● WHAT IS BEING ASKED
The listing should be printed again without a single change.

● THE RECORDS
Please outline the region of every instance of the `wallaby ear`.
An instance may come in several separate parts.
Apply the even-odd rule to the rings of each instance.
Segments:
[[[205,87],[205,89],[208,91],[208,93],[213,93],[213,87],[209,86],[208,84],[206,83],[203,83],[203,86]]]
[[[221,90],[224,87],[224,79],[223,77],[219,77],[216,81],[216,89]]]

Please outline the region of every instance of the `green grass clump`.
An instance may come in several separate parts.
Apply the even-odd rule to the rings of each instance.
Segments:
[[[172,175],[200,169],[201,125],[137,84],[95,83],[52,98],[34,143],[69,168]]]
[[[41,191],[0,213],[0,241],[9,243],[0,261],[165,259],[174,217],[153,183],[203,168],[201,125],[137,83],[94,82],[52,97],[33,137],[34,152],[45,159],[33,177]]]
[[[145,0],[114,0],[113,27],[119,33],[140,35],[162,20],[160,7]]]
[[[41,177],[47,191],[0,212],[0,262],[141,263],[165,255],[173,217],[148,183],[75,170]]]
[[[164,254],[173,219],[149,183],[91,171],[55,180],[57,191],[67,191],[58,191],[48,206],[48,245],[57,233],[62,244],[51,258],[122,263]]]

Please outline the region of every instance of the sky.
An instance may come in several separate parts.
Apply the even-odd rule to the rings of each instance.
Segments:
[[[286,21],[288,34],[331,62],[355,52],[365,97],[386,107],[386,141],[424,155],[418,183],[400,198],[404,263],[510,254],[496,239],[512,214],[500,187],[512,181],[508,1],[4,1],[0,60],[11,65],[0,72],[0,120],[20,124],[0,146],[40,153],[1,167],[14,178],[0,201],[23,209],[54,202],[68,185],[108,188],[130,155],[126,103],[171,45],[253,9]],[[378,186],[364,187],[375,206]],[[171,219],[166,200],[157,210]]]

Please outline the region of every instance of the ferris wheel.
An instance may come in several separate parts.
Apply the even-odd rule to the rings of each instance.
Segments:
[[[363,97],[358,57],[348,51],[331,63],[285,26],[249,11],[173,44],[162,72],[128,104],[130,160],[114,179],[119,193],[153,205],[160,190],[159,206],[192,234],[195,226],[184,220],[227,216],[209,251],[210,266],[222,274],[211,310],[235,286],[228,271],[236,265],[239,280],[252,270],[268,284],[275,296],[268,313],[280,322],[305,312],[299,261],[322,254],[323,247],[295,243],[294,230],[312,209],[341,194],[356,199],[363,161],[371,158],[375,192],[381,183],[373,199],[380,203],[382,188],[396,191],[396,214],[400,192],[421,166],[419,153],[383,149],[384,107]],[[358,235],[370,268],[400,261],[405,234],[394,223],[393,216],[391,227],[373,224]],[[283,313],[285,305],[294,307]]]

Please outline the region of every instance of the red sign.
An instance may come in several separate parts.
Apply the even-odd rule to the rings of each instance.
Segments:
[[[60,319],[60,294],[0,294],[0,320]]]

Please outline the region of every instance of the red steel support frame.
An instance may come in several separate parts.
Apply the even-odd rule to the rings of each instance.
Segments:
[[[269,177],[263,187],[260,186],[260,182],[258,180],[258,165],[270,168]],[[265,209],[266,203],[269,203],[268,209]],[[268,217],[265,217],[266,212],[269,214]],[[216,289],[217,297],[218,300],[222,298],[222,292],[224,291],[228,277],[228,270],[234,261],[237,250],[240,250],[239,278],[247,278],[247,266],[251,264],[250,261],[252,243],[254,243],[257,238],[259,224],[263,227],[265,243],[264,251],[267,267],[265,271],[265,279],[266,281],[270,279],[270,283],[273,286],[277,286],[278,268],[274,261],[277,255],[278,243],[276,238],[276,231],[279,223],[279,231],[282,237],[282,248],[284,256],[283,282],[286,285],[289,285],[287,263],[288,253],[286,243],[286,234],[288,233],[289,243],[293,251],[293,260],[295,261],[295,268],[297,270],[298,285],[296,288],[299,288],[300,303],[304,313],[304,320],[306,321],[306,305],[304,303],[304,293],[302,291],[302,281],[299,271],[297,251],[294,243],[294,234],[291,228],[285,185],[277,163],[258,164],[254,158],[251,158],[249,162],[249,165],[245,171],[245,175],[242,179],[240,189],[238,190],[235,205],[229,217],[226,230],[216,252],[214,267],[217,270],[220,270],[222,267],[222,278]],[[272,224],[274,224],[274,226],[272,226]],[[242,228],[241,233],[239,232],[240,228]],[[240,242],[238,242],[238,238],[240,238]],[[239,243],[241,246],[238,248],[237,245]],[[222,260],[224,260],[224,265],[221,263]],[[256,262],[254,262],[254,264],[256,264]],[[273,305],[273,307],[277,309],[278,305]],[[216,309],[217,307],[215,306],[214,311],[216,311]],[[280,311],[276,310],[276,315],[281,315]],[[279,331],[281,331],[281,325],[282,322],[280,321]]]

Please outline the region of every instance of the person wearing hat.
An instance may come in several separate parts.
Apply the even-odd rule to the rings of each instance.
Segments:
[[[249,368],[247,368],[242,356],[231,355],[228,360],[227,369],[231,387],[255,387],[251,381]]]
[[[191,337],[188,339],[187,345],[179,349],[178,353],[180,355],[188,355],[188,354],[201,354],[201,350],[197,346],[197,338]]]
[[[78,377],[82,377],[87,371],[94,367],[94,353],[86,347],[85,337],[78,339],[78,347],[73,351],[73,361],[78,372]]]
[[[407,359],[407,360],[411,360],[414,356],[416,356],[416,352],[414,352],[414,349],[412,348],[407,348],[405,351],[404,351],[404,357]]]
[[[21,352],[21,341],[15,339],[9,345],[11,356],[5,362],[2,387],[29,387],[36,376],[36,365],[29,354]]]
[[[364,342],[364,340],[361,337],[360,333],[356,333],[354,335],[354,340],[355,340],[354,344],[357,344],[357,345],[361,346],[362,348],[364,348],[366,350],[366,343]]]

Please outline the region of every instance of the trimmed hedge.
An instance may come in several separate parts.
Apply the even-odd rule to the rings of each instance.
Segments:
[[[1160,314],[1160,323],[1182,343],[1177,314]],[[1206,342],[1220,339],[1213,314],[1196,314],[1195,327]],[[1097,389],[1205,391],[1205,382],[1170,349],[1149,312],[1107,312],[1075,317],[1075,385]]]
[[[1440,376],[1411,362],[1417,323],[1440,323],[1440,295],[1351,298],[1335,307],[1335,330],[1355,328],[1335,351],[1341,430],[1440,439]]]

● SOLVED EXERCISE
Please outline the region of every instance of the `wallaby ear`.
An instance may come in several separate parts.
Apply the even-odd rule to the rings of each instance.
Segments:
[[[205,87],[205,89],[208,91],[208,93],[213,93],[213,87],[209,86],[208,84],[206,83],[203,83],[203,86]]]
[[[221,90],[224,87],[224,79],[223,77],[219,77],[216,81],[216,89]]]

Please outline the region of every instance of the `green grass clump`.
An instance may come in several separate parts.
Apply the even-odd rule to the rings of each instance.
Segments:
[[[172,175],[200,169],[201,125],[137,84],[95,83],[52,98],[34,143],[69,168]]]
[[[41,191],[0,213],[0,241],[9,243],[0,261],[165,259],[174,217],[153,183],[203,168],[201,125],[137,83],[94,82],[52,97],[33,137],[34,152],[45,159],[33,177]]]
[[[145,0],[114,0],[113,27],[119,33],[140,35],[162,20],[160,7]]]
[[[41,177],[47,191],[0,212],[0,262],[141,263],[165,255],[173,217],[148,183],[75,170]]]
[[[164,254],[173,219],[149,183],[91,171],[55,180],[57,191],[67,191],[58,191],[48,206],[48,245],[57,233],[62,244],[51,258],[122,263]]]

Please outline the region of every instance of the sky.
An instance may come in several separate parts.
Apply the even-odd rule to the rings of each instance.
Segments:
[[[286,21],[288,34],[331,62],[355,52],[365,97],[386,107],[386,141],[424,155],[418,183],[400,198],[404,263],[510,254],[496,239],[512,214],[500,187],[512,181],[508,1],[4,1],[0,60],[11,65],[0,72],[0,120],[20,124],[0,146],[40,153],[1,167],[14,178],[0,201],[23,209],[54,202],[68,185],[108,188],[130,155],[126,103],[171,45],[253,9]],[[378,186],[364,187],[375,206]],[[171,219],[166,200],[157,210]]]

Please outline the region of every instance of the ferris wheel.
An instance may come in several separate parts.
Apply the even-odd rule to the rings of each instance.
Segments:
[[[363,97],[358,57],[348,51],[331,63],[285,26],[249,11],[173,44],[162,72],[128,104],[130,160],[114,179],[119,193],[153,205],[160,190],[159,206],[192,234],[195,226],[184,220],[227,216],[209,251],[210,266],[222,274],[211,310],[235,286],[228,271],[236,265],[239,280],[252,270],[268,284],[275,296],[268,313],[280,322],[305,312],[299,261],[322,254],[323,247],[295,243],[294,230],[312,209],[341,194],[356,199],[363,161],[371,158],[375,192],[381,183],[373,199],[380,203],[382,188],[396,191],[396,214],[400,192],[421,166],[419,153],[383,149],[384,107]],[[358,235],[370,268],[400,261],[405,234],[394,223],[393,216],[391,227],[373,224]],[[283,313],[285,305],[294,307]]]

Please outline the region of every instance of the red sign.
An instance may come in several separate parts.
Apply the even-odd rule to the rings of each instance.
Segments:
[[[60,319],[60,294],[0,294],[0,320]]]

Please outline the region of every instance of the red steel support frame.
An instance may come in several separate parts.
Apply the even-odd rule to the rings of each instance.
Segments:
[[[269,177],[263,187],[260,186],[260,182],[258,180],[258,165],[270,168]],[[265,209],[266,203],[269,203],[268,209]],[[268,217],[265,217],[266,212],[269,214]],[[216,289],[217,297],[218,300],[222,298],[222,292],[224,291],[228,277],[228,270],[234,261],[237,250],[240,250],[239,278],[247,278],[247,266],[251,264],[250,261],[252,243],[254,243],[257,238],[259,224],[263,227],[265,243],[264,251],[267,267],[265,271],[265,279],[266,281],[270,279],[270,283],[273,286],[277,286],[278,268],[274,261],[277,255],[278,243],[276,238],[276,231],[279,223],[279,231],[282,237],[282,248],[284,256],[283,282],[286,285],[289,285],[287,263],[288,253],[286,243],[286,234],[288,233],[289,243],[293,251],[293,260],[295,261],[295,268],[297,270],[298,285],[296,288],[299,288],[300,303],[304,313],[304,320],[306,321],[306,305],[304,303],[304,293],[302,291],[302,281],[299,271],[297,251],[294,243],[294,234],[291,228],[285,185],[277,163],[258,164],[254,158],[251,158],[249,162],[249,165],[245,171],[245,175],[242,179],[240,189],[238,190],[235,205],[229,217],[226,230],[216,252],[214,267],[217,270],[220,270],[222,267],[222,278]],[[272,224],[274,224],[274,226],[272,226]],[[242,228],[241,233],[239,232],[240,228]],[[240,242],[238,242],[238,238],[240,238]],[[239,243],[241,246],[238,248],[237,245]],[[222,260],[224,260],[224,265],[221,263]],[[256,262],[254,262],[254,264],[256,264]],[[273,305],[273,307],[277,309],[278,305]],[[216,309],[217,307],[215,306],[214,311],[216,311]],[[280,311],[276,310],[276,315],[281,315]],[[279,331],[281,331],[281,325],[282,322],[280,321]]]

Please outline the region of every instance of the person wearing hat.
An instance may come in several separate parts.
Apply the even-odd rule to the rings of each instance.
Segments:
[[[249,368],[247,368],[242,356],[231,355],[228,360],[227,369],[231,387],[255,387],[251,381]]]
[[[191,337],[188,339],[187,345],[179,349],[178,353],[180,355],[188,355],[188,354],[201,354],[201,350],[197,346],[197,338]]]
[[[78,377],[82,377],[87,371],[94,367],[94,353],[86,347],[85,337],[78,339],[78,347],[73,351],[73,361],[78,372]]]
[[[407,359],[407,360],[411,360],[414,356],[416,356],[416,352],[414,352],[414,349],[412,348],[407,348],[405,351],[404,351],[404,357]]]
[[[21,352],[21,341],[15,339],[9,345],[11,356],[5,362],[2,387],[29,387],[36,376],[36,365],[29,354]]]
[[[364,342],[364,340],[361,337],[360,333],[356,333],[354,335],[354,340],[355,340],[354,344],[357,344],[357,345],[361,346],[362,348],[364,348],[366,350],[366,343]]]

Please outline the region of every instance of the trimmed hedge.
An instance may come in several separate parts.
Apply the even-odd rule to the rings of each instance.
Segments:
[[[1160,314],[1160,323],[1182,343],[1177,314]],[[1206,342],[1220,339],[1213,314],[1196,314],[1195,327]],[[1097,389],[1205,391],[1205,382],[1170,349],[1149,312],[1107,312],[1075,317],[1075,385]]]
[[[1440,376],[1411,362],[1417,323],[1440,323],[1440,295],[1351,298],[1335,307],[1335,330],[1355,328],[1335,351],[1341,430],[1440,439]]]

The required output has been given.